Arrange the data from the line containing "Outline every instance of the bird's" down through the line containing "87 161 L 84" as a two-column CSV headed text and answer, with one row pairing each text with its answer. Put every field in quotes and replace line breaks with spaces.

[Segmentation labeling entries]
━━━━━━━━━━━━━━━━

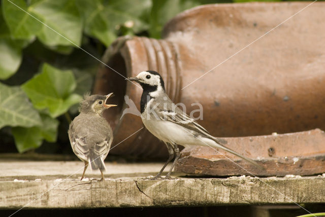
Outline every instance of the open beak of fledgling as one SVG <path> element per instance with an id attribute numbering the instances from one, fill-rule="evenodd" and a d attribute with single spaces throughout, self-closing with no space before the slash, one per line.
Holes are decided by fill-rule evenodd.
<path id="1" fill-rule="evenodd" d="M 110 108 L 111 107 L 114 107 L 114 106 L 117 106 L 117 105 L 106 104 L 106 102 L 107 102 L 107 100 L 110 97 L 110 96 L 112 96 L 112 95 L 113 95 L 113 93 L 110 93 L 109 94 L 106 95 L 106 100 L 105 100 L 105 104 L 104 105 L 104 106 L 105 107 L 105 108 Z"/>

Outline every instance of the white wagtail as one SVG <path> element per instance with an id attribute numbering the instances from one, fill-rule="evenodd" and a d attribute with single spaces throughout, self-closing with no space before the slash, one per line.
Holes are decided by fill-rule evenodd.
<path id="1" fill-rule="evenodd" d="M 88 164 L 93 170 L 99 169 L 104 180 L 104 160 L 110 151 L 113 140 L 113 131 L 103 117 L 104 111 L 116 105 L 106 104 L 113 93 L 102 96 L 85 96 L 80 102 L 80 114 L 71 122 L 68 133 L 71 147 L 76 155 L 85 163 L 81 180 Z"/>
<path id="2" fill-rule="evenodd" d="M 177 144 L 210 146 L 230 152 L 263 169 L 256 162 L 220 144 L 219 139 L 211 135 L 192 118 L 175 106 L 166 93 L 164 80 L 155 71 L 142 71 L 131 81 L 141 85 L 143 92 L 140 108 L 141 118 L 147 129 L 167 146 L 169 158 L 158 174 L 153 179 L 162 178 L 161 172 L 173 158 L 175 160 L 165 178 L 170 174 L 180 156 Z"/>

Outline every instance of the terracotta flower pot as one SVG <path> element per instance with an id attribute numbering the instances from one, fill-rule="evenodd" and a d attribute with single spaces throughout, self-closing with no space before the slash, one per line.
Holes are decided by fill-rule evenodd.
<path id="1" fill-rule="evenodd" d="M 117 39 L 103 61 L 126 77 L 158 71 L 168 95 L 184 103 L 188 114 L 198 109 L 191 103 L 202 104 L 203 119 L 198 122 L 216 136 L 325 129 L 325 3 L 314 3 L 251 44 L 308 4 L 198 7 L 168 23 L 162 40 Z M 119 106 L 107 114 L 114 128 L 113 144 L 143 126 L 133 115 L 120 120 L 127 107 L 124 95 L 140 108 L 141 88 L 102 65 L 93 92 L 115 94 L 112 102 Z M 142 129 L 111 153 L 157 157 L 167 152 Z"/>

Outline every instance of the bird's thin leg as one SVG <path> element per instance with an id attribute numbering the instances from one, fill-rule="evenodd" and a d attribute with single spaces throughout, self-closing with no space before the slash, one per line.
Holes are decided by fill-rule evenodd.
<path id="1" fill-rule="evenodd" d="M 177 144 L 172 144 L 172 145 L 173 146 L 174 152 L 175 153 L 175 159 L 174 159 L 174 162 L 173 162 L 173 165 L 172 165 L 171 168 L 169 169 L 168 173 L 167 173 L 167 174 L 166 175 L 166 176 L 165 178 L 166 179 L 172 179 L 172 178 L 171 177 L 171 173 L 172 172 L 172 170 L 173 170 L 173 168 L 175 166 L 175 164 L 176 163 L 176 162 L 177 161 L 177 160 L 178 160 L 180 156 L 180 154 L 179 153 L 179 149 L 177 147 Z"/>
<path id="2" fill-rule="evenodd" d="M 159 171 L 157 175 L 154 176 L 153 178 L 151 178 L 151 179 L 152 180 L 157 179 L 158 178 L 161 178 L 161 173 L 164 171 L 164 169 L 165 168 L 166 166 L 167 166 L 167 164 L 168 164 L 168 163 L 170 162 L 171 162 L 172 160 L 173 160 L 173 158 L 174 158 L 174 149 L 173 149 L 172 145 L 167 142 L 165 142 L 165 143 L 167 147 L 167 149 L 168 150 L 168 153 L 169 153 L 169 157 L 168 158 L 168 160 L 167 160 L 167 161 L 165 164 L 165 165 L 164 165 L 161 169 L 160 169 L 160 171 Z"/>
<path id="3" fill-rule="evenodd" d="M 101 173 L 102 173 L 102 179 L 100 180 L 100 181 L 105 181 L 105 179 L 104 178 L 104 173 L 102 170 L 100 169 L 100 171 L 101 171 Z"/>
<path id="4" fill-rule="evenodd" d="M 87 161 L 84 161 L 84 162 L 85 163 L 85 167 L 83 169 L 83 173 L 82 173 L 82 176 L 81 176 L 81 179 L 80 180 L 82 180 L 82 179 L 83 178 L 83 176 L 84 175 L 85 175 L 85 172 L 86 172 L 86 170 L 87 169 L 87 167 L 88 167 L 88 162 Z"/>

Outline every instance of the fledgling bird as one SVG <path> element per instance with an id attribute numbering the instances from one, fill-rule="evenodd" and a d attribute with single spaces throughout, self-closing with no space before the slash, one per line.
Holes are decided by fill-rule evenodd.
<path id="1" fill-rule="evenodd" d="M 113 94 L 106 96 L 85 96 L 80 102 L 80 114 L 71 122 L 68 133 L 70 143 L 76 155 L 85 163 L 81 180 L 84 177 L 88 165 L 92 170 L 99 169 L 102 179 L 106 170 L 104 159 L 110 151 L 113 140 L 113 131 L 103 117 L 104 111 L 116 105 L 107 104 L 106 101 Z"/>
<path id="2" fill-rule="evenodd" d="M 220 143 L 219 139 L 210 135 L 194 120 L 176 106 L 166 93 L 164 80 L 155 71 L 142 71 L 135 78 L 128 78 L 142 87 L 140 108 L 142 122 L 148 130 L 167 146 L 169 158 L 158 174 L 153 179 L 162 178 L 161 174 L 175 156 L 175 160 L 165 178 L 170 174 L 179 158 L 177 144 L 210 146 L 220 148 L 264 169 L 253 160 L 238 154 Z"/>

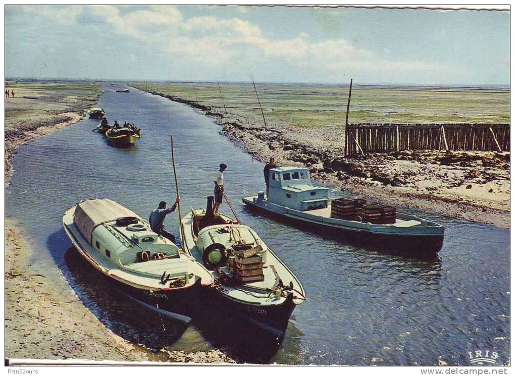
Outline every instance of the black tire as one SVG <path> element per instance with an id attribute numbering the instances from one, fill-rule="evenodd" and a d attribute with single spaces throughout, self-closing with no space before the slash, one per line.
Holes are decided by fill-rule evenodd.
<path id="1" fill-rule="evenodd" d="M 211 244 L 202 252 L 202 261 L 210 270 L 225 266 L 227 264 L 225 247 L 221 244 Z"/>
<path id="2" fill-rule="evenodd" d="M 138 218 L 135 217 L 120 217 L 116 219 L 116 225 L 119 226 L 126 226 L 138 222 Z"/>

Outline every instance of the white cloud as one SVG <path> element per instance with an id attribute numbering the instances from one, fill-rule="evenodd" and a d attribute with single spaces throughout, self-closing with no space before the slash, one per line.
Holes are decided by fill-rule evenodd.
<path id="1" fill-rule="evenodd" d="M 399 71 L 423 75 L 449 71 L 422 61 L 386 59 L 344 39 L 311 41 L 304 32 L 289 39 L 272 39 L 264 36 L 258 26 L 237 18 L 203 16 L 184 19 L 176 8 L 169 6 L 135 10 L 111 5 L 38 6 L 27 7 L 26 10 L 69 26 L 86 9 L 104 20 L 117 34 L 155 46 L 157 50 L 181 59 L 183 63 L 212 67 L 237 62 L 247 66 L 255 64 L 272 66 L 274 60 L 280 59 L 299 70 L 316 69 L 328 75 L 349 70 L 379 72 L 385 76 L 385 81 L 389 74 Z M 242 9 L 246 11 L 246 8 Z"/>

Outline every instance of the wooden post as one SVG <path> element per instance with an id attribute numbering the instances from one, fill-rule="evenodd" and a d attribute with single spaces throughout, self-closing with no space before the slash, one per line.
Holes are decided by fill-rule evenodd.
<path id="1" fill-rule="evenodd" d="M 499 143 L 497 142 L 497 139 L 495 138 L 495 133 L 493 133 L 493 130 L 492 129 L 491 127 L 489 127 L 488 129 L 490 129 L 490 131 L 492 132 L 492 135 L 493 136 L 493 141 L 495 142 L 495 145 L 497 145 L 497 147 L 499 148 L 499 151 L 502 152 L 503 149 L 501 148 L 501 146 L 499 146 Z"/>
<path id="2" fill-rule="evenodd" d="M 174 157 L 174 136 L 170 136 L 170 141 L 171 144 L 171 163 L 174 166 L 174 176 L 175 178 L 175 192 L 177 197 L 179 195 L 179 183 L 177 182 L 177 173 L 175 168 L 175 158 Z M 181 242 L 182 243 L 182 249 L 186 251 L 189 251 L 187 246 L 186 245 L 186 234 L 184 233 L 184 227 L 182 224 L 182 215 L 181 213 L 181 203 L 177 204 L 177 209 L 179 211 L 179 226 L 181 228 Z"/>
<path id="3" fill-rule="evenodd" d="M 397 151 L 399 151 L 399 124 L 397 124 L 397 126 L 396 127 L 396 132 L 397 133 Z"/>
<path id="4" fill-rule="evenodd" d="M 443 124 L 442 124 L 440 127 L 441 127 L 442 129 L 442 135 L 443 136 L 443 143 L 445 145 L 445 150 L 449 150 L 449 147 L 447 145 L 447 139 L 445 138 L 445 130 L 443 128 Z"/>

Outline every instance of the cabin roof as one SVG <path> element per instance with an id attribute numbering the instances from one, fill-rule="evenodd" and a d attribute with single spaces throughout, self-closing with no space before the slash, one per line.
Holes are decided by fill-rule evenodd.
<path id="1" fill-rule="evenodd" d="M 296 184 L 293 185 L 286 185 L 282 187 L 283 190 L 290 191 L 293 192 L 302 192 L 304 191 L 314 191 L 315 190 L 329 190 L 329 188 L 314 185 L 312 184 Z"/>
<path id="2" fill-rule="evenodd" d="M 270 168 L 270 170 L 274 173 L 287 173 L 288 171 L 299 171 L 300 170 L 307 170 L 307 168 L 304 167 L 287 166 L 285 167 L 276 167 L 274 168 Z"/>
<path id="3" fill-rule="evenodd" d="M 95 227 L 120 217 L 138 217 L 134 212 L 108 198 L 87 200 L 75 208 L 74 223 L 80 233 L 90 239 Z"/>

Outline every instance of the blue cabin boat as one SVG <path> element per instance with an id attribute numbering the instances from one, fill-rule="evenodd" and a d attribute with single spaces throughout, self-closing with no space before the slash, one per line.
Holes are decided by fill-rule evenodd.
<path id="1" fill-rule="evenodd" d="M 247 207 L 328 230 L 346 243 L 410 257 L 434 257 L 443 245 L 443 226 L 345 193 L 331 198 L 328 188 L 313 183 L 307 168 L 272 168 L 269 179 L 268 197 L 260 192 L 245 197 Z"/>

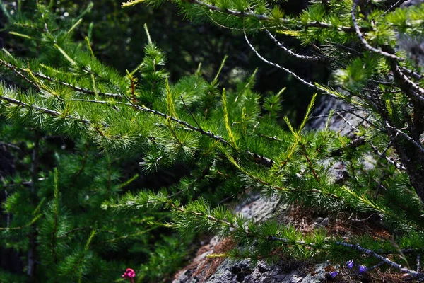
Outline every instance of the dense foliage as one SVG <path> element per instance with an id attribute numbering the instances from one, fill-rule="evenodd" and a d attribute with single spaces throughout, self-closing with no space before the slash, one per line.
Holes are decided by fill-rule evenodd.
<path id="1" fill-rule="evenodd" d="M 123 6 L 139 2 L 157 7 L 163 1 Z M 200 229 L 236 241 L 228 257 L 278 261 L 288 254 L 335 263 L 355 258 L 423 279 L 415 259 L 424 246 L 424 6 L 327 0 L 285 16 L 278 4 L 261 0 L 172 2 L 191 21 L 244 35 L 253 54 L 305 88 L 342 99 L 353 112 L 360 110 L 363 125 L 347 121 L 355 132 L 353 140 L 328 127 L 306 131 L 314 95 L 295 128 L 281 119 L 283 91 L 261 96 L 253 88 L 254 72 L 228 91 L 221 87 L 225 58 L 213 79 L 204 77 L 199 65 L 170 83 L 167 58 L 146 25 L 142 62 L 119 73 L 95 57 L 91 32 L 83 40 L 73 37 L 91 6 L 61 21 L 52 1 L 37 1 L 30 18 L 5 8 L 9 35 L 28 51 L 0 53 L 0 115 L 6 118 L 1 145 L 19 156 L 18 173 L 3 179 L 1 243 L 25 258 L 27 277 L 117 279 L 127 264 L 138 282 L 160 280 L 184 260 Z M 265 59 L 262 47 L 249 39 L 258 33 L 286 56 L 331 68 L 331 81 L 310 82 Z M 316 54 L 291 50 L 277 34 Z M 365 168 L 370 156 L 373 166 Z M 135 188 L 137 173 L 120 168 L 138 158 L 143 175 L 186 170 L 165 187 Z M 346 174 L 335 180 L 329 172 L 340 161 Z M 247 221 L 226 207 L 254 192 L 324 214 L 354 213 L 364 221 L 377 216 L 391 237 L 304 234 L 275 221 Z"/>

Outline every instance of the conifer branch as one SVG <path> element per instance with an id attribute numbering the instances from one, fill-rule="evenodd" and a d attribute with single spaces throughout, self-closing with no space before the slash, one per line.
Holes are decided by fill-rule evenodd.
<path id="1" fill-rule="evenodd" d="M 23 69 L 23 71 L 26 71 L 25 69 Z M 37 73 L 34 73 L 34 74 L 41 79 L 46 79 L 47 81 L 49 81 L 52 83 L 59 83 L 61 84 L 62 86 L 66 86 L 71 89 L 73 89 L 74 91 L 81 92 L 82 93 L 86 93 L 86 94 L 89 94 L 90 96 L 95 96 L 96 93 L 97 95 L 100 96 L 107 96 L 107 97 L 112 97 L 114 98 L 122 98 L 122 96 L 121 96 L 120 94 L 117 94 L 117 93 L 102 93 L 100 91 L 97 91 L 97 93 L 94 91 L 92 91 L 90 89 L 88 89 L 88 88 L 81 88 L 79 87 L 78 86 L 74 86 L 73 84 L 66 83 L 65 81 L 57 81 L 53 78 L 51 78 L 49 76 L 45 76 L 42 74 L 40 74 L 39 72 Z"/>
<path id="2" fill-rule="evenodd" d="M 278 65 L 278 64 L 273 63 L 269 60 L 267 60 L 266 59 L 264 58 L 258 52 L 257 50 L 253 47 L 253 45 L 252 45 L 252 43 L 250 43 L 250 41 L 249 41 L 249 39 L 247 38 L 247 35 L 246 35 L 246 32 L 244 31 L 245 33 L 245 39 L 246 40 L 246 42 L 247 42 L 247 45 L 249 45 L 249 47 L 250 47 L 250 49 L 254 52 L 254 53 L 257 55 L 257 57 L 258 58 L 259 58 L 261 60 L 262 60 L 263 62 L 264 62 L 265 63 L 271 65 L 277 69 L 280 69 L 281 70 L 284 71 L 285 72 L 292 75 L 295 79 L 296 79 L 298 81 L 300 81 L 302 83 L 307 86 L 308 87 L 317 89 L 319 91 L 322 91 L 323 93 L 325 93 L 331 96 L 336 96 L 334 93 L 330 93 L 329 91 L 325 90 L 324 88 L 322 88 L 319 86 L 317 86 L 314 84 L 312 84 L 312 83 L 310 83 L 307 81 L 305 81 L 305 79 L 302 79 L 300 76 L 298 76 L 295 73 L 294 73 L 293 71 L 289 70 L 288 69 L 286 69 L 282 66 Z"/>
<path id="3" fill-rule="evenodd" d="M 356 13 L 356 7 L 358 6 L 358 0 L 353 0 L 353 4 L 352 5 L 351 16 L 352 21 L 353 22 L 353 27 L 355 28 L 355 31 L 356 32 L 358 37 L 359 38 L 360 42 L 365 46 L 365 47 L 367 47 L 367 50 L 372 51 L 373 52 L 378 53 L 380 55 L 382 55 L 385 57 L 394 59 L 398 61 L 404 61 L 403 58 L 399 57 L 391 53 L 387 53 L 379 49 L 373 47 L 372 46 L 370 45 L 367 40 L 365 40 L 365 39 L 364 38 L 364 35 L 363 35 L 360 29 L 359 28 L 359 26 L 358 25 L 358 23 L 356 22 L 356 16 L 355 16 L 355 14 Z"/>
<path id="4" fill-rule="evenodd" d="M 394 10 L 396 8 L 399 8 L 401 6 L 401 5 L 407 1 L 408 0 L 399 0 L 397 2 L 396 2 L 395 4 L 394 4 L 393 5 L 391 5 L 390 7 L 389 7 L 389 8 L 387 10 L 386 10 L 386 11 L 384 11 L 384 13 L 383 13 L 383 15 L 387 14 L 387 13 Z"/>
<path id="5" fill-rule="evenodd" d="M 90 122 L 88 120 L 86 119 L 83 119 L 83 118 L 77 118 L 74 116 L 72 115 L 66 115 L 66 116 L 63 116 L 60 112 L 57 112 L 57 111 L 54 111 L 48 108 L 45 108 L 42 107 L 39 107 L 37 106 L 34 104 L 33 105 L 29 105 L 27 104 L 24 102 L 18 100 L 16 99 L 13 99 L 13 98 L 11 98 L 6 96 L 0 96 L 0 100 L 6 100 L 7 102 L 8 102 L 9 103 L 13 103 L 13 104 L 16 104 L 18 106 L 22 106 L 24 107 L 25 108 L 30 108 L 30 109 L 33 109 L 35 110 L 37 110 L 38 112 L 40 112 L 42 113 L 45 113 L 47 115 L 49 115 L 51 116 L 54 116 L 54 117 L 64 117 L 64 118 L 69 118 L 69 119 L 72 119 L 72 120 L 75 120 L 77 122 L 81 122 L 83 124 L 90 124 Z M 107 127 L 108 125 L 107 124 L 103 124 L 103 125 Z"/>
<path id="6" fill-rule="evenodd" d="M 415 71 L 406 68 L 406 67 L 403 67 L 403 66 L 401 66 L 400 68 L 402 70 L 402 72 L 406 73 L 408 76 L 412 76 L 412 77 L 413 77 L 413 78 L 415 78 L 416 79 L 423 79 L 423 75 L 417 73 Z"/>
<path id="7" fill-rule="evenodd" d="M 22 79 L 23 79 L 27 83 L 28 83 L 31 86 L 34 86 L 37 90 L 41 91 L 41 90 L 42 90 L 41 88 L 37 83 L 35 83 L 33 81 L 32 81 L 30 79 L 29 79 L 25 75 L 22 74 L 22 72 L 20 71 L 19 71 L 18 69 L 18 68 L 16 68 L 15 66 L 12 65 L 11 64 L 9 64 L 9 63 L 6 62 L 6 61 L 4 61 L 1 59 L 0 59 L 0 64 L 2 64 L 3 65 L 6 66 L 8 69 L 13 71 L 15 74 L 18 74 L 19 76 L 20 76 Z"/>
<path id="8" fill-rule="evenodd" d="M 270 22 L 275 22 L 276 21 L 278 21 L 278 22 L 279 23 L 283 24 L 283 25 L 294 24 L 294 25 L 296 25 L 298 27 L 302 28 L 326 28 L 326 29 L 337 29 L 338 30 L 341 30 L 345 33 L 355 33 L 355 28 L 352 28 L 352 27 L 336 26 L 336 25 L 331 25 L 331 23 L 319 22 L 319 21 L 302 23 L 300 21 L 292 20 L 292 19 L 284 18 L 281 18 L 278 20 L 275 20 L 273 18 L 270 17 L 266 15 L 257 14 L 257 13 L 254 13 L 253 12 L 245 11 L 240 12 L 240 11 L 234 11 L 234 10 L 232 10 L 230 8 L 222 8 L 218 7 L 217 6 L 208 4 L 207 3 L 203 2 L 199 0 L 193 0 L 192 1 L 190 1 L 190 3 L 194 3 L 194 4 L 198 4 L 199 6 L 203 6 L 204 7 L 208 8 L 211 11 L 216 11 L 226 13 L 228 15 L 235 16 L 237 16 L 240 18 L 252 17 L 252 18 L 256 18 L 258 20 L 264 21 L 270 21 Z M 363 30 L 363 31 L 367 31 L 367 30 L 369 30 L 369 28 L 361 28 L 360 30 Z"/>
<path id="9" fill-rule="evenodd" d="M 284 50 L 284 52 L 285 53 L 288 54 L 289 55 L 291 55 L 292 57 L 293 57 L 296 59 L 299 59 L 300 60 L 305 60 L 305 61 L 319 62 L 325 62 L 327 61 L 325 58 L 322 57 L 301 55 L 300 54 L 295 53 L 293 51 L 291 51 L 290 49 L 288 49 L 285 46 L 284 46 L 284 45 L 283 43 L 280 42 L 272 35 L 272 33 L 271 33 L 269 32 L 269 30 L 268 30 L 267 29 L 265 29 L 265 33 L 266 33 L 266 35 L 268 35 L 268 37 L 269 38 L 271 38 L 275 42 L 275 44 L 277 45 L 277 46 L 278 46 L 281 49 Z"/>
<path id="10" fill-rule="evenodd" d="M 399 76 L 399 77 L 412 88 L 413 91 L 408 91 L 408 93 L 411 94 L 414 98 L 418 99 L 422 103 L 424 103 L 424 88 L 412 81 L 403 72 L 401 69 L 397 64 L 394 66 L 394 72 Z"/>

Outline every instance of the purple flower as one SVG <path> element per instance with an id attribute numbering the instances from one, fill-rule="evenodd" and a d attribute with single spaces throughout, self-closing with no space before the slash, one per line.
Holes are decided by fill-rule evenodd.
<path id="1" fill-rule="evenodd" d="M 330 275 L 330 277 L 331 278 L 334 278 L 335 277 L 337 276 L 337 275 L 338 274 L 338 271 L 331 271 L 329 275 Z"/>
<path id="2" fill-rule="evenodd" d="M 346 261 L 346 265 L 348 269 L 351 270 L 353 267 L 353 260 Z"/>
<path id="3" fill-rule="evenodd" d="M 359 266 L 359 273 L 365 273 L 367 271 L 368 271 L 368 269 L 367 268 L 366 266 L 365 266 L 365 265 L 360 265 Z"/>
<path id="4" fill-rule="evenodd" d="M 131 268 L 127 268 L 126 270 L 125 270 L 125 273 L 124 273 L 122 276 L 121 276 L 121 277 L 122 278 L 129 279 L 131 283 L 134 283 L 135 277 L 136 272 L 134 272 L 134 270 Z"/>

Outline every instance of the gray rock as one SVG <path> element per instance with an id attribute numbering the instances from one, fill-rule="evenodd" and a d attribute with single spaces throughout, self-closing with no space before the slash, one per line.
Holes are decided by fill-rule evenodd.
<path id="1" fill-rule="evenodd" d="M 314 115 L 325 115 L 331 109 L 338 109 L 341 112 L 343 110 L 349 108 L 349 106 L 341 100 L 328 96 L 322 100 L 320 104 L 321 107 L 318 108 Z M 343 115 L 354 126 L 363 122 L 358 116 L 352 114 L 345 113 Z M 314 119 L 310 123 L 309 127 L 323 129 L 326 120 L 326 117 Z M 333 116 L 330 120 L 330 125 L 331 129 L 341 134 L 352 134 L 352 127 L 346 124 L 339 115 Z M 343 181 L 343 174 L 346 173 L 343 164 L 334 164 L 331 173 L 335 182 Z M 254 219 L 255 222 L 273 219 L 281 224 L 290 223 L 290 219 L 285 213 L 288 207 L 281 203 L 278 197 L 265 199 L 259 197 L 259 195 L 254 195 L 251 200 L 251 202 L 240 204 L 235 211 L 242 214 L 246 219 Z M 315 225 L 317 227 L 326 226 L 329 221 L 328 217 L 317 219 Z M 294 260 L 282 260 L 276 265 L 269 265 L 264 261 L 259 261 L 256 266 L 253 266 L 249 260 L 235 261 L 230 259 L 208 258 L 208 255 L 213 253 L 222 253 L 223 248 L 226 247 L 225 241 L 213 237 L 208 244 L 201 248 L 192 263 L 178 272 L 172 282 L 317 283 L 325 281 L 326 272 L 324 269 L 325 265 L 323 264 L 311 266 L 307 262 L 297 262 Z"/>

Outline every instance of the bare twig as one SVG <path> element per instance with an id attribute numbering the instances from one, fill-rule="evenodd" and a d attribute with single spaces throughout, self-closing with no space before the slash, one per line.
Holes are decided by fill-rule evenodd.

━━━━━━━━━━━━━━━━

__OUTPUT BELOW__
text,answer
"Outline every instance of the bird's thin leg as one SVG <path> element per instance with an id attribute numbering the instances from one, fill-rule=""evenodd"" and a d attribute with single spaces throughout, self-closing with no space before the slash, one per line. Holes are decided by fill-rule evenodd.","<path id=""1"" fill-rule=""evenodd"" d=""M 177 144 L 172 144 L 172 145 L 173 146 L 174 152 L 175 153 L 175 159 L 174 159 L 174 162 L 173 162 L 173 165 L 172 165 L 171 168 L 169 169 L 168 173 L 167 173 L 167 174 L 166 175 L 166 176 L 165 178 L 166 179 L 172 179 L 172 178 L 171 177 L 171 173 L 172 172 L 172 170 L 173 170 L 173 168 L 175 166 L 175 164 L 176 163 L 176 162 L 177 161 L 177 160 L 178 160 L 180 156 L 180 154 L 179 153 L 179 149 L 177 147 Z""/> <path id=""2"" fill-rule=""evenodd"" d=""M 159 171 L 157 175 L 154 176 L 153 178 L 151 178 L 151 179 L 152 180 L 157 179 L 158 178 L 161 178 L 161 173 L 164 171 L 164 169 L 165 168 L 166 166 L 167 166 L 167 164 L 168 164 L 168 163 L 170 162 L 171 162 L 172 160 L 173 160 L 173 158 L 174 158 L 174 149 L 173 149 L 172 145 L 167 142 L 165 142 L 165 143 L 167 147 L 167 149 L 168 150 L 168 153 L 169 153 L 169 157 L 168 158 L 168 160 L 167 160 L 167 161 L 165 164 L 165 165 L 164 165 L 161 169 L 160 169 L 160 171 Z""/> <path id=""3"" fill-rule=""evenodd"" d=""M 101 173 L 102 173 L 102 179 L 100 180 L 100 181 L 105 181 L 105 179 L 104 178 L 104 173 L 102 170 L 100 169 L 100 171 L 101 171 Z""/> <path id=""4"" fill-rule=""evenodd"" d=""M 87 161 L 84 161 L 84 162 L 85 163 L 85 167 L 83 169 L 83 173 L 82 173 L 82 176 L 81 176 L 81 179 L 80 180 L 82 180 L 82 179 L 83 178 L 83 176 L 84 175 L 85 175 L 85 172 L 86 172 L 86 170 L 87 169 L 87 167 L 88 167 L 88 162 Z""/>"